* [EXERCISE BRIEF]
Please write out again the part of the items that opens with the line containing "</instance>" and closes with the line containing "538V498L260 472L220 471L202", switching "rough mask" to "coarse mask" and keeping everything else unchanged.

Dataset entries:
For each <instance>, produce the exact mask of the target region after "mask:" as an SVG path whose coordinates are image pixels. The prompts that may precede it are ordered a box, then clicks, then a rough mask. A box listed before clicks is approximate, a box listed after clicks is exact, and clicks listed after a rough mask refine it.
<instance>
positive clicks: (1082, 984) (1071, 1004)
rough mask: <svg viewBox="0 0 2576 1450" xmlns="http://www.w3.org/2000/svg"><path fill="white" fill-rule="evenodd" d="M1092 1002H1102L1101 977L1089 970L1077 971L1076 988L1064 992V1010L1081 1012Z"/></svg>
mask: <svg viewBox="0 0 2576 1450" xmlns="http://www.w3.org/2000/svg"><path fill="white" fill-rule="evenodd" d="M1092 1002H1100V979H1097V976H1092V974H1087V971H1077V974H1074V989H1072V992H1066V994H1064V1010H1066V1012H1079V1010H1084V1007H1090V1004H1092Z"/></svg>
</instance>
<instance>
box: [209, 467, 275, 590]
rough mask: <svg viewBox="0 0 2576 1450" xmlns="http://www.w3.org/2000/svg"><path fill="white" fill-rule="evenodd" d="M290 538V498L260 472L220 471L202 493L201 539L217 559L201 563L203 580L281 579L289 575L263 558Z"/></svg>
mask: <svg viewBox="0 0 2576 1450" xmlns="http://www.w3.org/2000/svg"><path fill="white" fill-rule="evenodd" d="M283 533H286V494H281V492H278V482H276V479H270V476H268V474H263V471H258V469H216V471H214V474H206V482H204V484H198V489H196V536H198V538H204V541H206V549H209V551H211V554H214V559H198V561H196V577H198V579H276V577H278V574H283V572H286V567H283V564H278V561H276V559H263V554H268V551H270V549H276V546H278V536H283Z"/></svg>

* [ANSWER TO THE PROBLEM]
</instance>
<instance>
box: [209, 467, 275, 590]
coarse mask: <svg viewBox="0 0 2576 1450" xmlns="http://www.w3.org/2000/svg"><path fill="white" fill-rule="evenodd" d="M290 538V498L260 472L220 471L202 493L201 539L217 559L201 563L203 580L281 579L289 575L263 558Z"/></svg>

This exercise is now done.